ASSIGNMENT:
With pictures omitted, the line containing "Target: rider wearing blue cap" and all later lines of the records below are to be restated word for word.

PROVIDED RECORDS:
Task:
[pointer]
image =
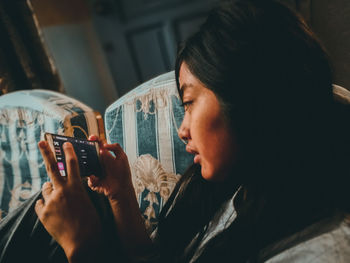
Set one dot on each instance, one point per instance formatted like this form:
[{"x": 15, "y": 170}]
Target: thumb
[{"x": 39, "y": 206}]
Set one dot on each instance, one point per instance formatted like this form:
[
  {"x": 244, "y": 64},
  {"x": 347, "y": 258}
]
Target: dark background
[{"x": 97, "y": 50}]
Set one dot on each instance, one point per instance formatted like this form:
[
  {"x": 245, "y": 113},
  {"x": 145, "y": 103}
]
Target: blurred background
[{"x": 98, "y": 50}]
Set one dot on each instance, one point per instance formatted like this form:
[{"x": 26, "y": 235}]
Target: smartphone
[{"x": 86, "y": 151}]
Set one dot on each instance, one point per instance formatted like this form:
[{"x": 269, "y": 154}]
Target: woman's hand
[
  {"x": 116, "y": 183},
  {"x": 66, "y": 210}
]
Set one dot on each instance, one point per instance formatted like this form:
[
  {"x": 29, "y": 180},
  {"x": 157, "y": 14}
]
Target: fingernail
[
  {"x": 67, "y": 145},
  {"x": 42, "y": 144}
]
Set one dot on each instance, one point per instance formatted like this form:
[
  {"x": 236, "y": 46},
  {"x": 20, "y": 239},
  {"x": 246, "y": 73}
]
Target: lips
[{"x": 192, "y": 151}]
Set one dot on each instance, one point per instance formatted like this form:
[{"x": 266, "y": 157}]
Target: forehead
[{"x": 187, "y": 81}]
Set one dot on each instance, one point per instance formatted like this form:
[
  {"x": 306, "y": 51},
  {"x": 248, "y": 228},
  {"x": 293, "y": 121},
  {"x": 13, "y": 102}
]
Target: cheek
[{"x": 218, "y": 152}]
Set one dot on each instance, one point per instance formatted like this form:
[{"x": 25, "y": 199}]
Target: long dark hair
[{"x": 273, "y": 78}]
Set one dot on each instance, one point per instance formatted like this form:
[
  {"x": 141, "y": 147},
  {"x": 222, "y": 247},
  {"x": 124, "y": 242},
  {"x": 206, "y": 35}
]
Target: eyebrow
[{"x": 183, "y": 88}]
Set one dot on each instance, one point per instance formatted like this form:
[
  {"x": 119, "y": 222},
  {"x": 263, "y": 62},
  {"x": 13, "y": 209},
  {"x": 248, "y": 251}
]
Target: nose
[{"x": 184, "y": 131}]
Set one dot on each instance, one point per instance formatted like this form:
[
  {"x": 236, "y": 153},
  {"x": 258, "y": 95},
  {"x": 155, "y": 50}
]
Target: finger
[
  {"x": 108, "y": 160},
  {"x": 50, "y": 164},
  {"x": 46, "y": 190},
  {"x": 39, "y": 206},
  {"x": 93, "y": 137},
  {"x": 93, "y": 181},
  {"x": 115, "y": 148},
  {"x": 72, "y": 163}
]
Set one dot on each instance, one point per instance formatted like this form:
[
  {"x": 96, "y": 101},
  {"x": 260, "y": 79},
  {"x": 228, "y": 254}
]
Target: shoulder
[{"x": 325, "y": 241}]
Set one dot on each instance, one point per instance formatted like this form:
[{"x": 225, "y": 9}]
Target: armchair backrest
[{"x": 145, "y": 123}]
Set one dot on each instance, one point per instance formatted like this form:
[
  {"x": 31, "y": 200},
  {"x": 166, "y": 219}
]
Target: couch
[{"x": 144, "y": 122}]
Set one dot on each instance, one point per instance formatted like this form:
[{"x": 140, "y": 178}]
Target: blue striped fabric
[
  {"x": 145, "y": 123},
  {"x": 24, "y": 118}
]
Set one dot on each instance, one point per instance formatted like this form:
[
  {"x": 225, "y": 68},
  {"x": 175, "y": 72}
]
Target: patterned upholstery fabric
[
  {"x": 24, "y": 118},
  {"x": 145, "y": 123}
]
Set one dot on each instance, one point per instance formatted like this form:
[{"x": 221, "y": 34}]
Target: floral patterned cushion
[
  {"x": 145, "y": 123},
  {"x": 24, "y": 118}
]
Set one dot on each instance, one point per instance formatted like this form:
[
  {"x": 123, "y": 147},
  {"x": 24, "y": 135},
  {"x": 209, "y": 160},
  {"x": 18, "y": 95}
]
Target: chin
[{"x": 209, "y": 174}]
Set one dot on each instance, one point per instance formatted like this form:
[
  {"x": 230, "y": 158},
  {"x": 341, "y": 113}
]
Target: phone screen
[{"x": 86, "y": 151}]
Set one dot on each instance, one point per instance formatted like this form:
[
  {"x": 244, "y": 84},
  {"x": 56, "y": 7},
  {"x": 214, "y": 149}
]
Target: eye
[{"x": 186, "y": 104}]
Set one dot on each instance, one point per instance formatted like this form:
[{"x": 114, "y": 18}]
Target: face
[{"x": 205, "y": 129}]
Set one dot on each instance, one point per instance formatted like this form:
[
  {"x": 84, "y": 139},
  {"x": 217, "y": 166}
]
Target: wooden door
[{"x": 140, "y": 37}]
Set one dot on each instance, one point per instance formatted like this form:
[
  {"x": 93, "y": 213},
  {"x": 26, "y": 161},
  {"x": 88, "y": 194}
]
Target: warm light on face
[{"x": 205, "y": 129}]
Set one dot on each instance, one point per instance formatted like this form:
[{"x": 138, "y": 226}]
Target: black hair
[{"x": 274, "y": 80}]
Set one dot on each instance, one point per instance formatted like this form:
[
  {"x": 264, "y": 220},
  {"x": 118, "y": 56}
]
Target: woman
[{"x": 257, "y": 91}]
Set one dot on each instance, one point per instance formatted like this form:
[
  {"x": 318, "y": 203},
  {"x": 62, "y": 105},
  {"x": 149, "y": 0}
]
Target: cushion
[{"x": 24, "y": 118}]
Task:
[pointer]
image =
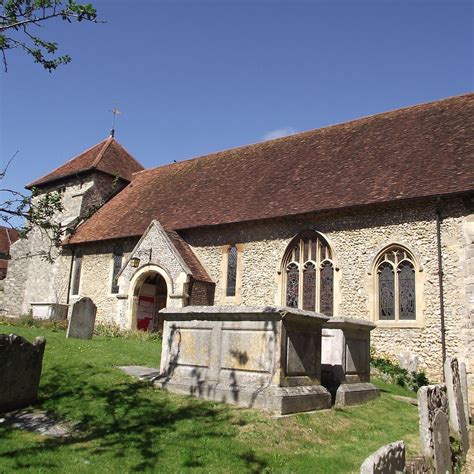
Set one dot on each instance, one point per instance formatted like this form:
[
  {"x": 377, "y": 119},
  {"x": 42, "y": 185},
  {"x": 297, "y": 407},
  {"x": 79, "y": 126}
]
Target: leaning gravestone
[
  {"x": 464, "y": 390},
  {"x": 434, "y": 426},
  {"x": 389, "y": 459},
  {"x": 82, "y": 320},
  {"x": 457, "y": 414},
  {"x": 20, "y": 371}
]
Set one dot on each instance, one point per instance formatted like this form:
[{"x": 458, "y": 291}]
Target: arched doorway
[{"x": 150, "y": 294}]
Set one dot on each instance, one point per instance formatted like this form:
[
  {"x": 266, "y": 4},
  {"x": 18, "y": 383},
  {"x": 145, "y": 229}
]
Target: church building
[{"x": 372, "y": 219}]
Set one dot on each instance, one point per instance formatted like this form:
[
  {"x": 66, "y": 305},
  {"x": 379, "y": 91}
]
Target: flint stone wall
[
  {"x": 434, "y": 426},
  {"x": 31, "y": 278},
  {"x": 267, "y": 357},
  {"x": 389, "y": 459},
  {"x": 21, "y": 364}
]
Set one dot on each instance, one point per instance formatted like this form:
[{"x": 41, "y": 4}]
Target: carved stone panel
[{"x": 301, "y": 354}]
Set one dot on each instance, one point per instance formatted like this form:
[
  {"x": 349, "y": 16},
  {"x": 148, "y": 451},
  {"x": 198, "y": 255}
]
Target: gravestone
[
  {"x": 267, "y": 357},
  {"x": 389, "y": 459},
  {"x": 20, "y": 371},
  {"x": 434, "y": 426},
  {"x": 457, "y": 414},
  {"x": 464, "y": 390},
  {"x": 81, "y": 323},
  {"x": 345, "y": 360}
]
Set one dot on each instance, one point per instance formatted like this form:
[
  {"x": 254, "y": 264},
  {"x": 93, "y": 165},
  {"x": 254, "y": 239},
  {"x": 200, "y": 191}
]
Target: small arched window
[
  {"x": 395, "y": 282},
  {"x": 308, "y": 271}
]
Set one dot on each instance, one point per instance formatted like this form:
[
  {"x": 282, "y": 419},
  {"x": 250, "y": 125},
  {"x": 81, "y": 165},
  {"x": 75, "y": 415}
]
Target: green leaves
[{"x": 18, "y": 17}]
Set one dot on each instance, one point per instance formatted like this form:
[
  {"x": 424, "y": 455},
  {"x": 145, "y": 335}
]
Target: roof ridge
[
  {"x": 305, "y": 132},
  {"x": 65, "y": 163},
  {"x": 129, "y": 154},
  {"x": 107, "y": 143}
]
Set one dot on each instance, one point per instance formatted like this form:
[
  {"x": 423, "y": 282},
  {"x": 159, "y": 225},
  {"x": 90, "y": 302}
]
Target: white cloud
[{"x": 278, "y": 133}]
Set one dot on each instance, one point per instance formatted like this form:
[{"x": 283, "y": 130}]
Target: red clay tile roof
[
  {"x": 197, "y": 270},
  {"x": 107, "y": 156},
  {"x": 7, "y": 237},
  {"x": 420, "y": 151}
]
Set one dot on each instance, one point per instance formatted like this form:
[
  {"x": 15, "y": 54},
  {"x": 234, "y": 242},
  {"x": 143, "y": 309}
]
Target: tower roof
[
  {"x": 107, "y": 156},
  {"x": 417, "y": 152}
]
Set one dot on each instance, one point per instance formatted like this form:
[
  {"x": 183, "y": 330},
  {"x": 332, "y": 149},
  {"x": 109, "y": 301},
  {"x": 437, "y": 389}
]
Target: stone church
[{"x": 372, "y": 218}]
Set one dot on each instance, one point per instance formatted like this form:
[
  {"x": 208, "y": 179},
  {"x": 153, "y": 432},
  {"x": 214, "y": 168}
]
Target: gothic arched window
[
  {"x": 308, "y": 271},
  {"x": 395, "y": 282}
]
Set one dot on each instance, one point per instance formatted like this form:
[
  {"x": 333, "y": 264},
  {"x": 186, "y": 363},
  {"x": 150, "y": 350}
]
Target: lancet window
[{"x": 309, "y": 274}]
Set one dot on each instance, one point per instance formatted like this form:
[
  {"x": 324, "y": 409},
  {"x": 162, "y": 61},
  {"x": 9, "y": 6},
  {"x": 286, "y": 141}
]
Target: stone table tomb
[{"x": 262, "y": 357}]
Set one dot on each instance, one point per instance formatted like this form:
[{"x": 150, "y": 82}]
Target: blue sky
[{"x": 193, "y": 77}]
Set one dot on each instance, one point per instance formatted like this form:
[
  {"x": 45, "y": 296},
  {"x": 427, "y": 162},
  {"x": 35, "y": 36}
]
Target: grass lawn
[{"x": 126, "y": 426}]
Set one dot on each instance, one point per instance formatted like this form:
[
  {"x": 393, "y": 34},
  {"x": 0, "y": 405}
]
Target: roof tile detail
[{"x": 420, "y": 151}]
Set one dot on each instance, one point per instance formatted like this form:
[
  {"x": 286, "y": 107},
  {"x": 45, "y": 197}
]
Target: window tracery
[
  {"x": 309, "y": 274},
  {"x": 396, "y": 285}
]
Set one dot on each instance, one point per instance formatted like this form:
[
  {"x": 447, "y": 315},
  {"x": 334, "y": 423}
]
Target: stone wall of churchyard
[
  {"x": 356, "y": 237},
  {"x": 31, "y": 277}
]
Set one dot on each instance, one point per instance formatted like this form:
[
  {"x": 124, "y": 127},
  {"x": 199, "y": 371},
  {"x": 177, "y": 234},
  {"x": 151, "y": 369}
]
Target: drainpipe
[
  {"x": 440, "y": 282},
  {"x": 70, "y": 277}
]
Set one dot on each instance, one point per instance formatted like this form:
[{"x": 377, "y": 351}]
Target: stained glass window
[
  {"x": 406, "y": 278},
  {"x": 309, "y": 274},
  {"x": 292, "y": 285},
  {"x": 396, "y": 285},
  {"x": 309, "y": 287},
  {"x": 231, "y": 270},
  {"x": 117, "y": 265},
  {"x": 386, "y": 292},
  {"x": 77, "y": 273},
  {"x": 327, "y": 288}
]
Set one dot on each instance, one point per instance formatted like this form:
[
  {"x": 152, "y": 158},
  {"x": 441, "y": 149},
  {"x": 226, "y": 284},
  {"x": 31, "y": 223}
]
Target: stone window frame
[
  {"x": 80, "y": 255},
  {"x": 373, "y": 289},
  {"x": 118, "y": 250},
  {"x": 286, "y": 260},
  {"x": 236, "y": 299}
]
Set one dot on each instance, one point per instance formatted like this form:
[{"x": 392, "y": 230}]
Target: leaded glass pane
[
  {"x": 292, "y": 286},
  {"x": 231, "y": 270},
  {"x": 406, "y": 278},
  {"x": 77, "y": 274},
  {"x": 386, "y": 292},
  {"x": 309, "y": 287},
  {"x": 327, "y": 289}
]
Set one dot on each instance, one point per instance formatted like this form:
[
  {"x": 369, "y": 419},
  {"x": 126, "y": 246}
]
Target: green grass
[{"x": 128, "y": 426}]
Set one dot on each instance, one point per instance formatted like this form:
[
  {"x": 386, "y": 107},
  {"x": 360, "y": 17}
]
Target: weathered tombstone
[
  {"x": 457, "y": 415},
  {"x": 20, "y": 363},
  {"x": 262, "y": 357},
  {"x": 81, "y": 323},
  {"x": 464, "y": 390},
  {"x": 389, "y": 459},
  {"x": 434, "y": 427},
  {"x": 408, "y": 361},
  {"x": 345, "y": 360}
]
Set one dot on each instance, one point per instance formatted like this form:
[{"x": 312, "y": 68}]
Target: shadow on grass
[{"x": 119, "y": 420}]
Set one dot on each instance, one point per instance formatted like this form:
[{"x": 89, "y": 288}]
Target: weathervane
[{"x": 115, "y": 112}]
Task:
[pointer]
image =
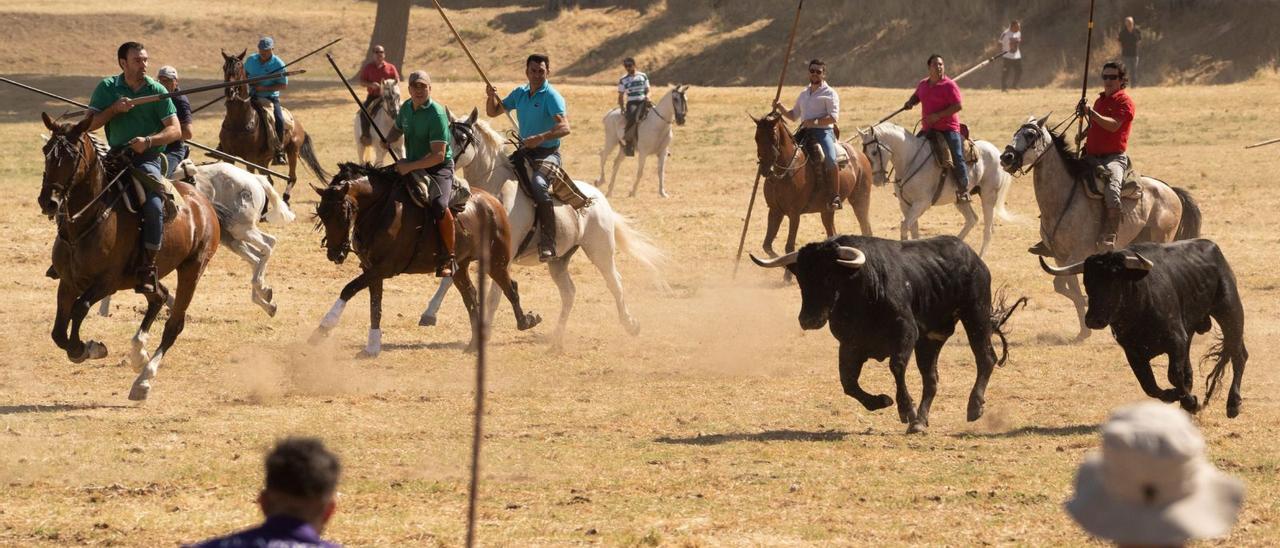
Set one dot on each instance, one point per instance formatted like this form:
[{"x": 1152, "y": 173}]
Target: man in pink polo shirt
[{"x": 940, "y": 100}]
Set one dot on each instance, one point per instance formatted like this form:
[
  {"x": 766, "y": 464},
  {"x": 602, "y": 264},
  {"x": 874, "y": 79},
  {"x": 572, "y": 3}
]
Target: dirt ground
[{"x": 721, "y": 423}]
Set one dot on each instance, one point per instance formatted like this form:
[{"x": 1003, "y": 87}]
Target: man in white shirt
[
  {"x": 818, "y": 109},
  {"x": 1011, "y": 42}
]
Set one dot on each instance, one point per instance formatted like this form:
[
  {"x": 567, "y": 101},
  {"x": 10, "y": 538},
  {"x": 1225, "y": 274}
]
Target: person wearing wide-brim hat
[{"x": 1151, "y": 483}]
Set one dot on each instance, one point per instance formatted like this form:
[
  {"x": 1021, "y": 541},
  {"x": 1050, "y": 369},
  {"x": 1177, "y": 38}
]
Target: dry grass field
[{"x": 721, "y": 423}]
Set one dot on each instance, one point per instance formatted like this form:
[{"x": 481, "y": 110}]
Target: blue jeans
[
  {"x": 152, "y": 208},
  {"x": 826, "y": 138},
  {"x": 955, "y": 141}
]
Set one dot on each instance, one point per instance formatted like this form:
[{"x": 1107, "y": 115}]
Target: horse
[
  {"x": 653, "y": 137},
  {"x": 97, "y": 245},
  {"x": 246, "y": 136},
  {"x": 789, "y": 190},
  {"x": 1070, "y": 224},
  {"x": 369, "y": 209},
  {"x": 238, "y": 199},
  {"x": 923, "y": 188},
  {"x": 384, "y": 119},
  {"x": 597, "y": 229}
]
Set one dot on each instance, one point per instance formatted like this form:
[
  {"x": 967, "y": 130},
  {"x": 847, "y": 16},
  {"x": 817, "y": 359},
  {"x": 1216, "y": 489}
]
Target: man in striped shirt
[{"x": 632, "y": 96}]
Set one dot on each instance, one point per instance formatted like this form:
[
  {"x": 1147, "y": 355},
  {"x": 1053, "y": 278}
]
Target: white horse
[
  {"x": 598, "y": 229},
  {"x": 917, "y": 176},
  {"x": 240, "y": 197},
  {"x": 384, "y": 119},
  {"x": 653, "y": 137}
]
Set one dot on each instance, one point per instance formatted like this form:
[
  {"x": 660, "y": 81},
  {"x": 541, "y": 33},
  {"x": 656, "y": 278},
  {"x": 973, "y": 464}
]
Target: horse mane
[{"x": 1075, "y": 167}]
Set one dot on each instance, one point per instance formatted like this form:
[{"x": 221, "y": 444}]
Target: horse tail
[
  {"x": 640, "y": 247},
  {"x": 277, "y": 209},
  {"x": 309, "y": 156},
  {"x": 1189, "y": 225}
]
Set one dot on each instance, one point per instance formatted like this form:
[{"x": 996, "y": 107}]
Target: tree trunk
[{"x": 391, "y": 30}]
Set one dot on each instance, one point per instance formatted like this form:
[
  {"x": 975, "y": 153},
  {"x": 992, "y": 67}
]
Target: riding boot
[
  {"x": 447, "y": 261},
  {"x": 146, "y": 273},
  {"x": 545, "y": 232},
  {"x": 832, "y": 176},
  {"x": 1110, "y": 227}
]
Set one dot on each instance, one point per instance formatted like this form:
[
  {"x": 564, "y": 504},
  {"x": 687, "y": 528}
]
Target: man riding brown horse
[{"x": 428, "y": 161}]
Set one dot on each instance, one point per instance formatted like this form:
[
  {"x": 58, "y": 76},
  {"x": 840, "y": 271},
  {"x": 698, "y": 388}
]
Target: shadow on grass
[
  {"x": 56, "y": 407},
  {"x": 1078, "y": 429},
  {"x": 768, "y": 435}
]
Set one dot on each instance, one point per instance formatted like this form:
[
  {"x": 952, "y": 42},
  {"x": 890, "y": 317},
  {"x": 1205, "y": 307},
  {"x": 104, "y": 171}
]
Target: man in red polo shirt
[
  {"x": 1107, "y": 141},
  {"x": 940, "y": 97},
  {"x": 373, "y": 76}
]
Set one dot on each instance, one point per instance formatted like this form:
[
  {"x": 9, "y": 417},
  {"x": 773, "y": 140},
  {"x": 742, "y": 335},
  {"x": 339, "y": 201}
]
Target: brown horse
[
  {"x": 792, "y": 183},
  {"x": 97, "y": 245},
  {"x": 369, "y": 209},
  {"x": 245, "y": 135}
]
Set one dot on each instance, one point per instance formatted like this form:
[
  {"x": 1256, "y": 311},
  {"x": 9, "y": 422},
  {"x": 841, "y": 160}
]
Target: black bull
[
  {"x": 1156, "y": 297},
  {"x": 886, "y": 298}
]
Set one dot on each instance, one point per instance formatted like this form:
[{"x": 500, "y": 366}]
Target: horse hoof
[
  {"x": 529, "y": 322},
  {"x": 140, "y": 392}
]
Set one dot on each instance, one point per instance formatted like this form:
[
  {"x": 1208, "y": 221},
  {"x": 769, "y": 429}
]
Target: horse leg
[
  {"x": 602, "y": 256},
  {"x": 188, "y": 277},
  {"x": 565, "y": 283},
  {"x": 771, "y": 231},
  {"x": 374, "y": 345},
  {"x": 640, "y": 159},
  {"x": 330, "y": 319},
  {"x": 433, "y": 307}
]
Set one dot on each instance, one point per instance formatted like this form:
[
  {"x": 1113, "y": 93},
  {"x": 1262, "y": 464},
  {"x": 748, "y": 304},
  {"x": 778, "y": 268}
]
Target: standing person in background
[
  {"x": 1129, "y": 37},
  {"x": 1010, "y": 42},
  {"x": 177, "y": 151}
]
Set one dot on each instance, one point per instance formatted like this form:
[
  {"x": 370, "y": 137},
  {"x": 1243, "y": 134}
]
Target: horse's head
[
  {"x": 65, "y": 154},
  {"x": 337, "y": 213},
  {"x": 391, "y": 97},
  {"x": 233, "y": 69},
  {"x": 680, "y": 104},
  {"x": 877, "y": 154},
  {"x": 464, "y": 137},
  {"x": 1027, "y": 137}
]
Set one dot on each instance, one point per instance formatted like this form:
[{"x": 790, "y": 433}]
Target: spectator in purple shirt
[{"x": 298, "y": 498}]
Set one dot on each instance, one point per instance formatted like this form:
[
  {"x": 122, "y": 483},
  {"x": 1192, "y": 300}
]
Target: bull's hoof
[
  {"x": 140, "y": 392},
  {"x": 528, "y": 322}
]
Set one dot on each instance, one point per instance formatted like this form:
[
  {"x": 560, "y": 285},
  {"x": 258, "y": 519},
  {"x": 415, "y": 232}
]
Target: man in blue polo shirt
[
  {"x": 263, "y": 64},
  {"x": 543, "y": 120},
  {"x": 298, "y": 499},
  {"x": 145, "y": 129}
]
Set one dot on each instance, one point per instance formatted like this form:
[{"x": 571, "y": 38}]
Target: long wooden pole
[
  {"x": 474, "y": 63},
  {"x": 1084, "y": 87},
  {"x": 777, "y": 95}
]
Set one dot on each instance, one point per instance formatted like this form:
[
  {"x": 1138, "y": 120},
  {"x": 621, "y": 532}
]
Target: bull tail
[
  {"x": 1189, "y": 225},
  {"x": 1000, "y": 314},
  {"x": 309, "y": 156},
  {"x": 640, "y": 247},
  {"x": 1215, "y": 375}
]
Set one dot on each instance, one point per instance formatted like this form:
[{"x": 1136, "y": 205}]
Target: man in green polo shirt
[
  {"x": 145, "y": 129},
  {"x": 425, "y": 127}
]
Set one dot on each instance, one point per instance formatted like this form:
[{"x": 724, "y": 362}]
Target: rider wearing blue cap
[{"x": 263, "y": 64}]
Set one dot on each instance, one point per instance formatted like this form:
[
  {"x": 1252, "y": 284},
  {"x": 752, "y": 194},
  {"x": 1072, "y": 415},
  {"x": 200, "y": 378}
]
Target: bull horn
[
  {"x": 1064, "y": 270},
  {"x": 1137, "y": 261},
  {"x": 786, "y": 260},
  {"x": 850, "y": 257}
]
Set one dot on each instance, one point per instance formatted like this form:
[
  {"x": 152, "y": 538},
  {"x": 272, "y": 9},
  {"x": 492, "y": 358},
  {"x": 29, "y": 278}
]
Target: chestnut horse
[
  {"x": 369, "y": 209},
  {"x": 791, "y": 182},
  {"x": 97, "y": 245},
  {"x": 245, "y": 135}
]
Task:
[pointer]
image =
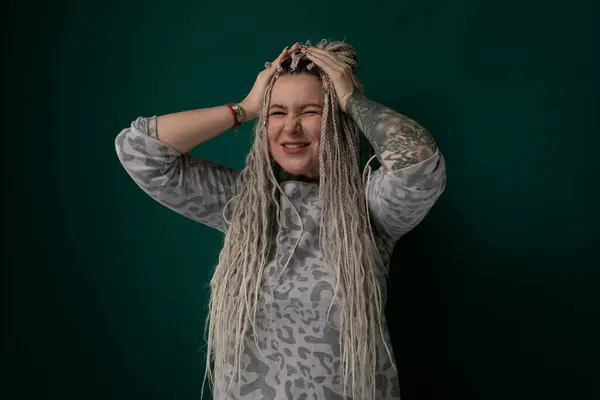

RESPONSE:
Target: rider wearing blue cap
[{"x": 263, "y": 64}]
Set one dot on each instance, one point per instance formatted like this form:
[
  {"x": 1252, "y": 284},
  {"x": 752, "y": 194},
  {"x": 1072, "y": 415},
  {"x": 200, "y": 378}
]
Target: bull horn
[
  {"x": 1064, "y": 270},
  {"x": 1137, "y": 261},
  {"x": 786, "y": 260},
  {"x": 850, "y": 257}
]
Set one dot on each instance, one point per instance formatted like this form:
[
  {"x": 152, "y": 538},
  {"x": 272, "y": 9},
  {"x": 492, "y": 358},
  {"x": 29, "y": 278}
]
Target: chestnut horse
[
  {"x": 369, "y": 209},
  {"x": 791, "y": 182},
  {"x": 97, "y": 245},
  {"x": 245, "y": 135}
]
Task:
[pointer]
image =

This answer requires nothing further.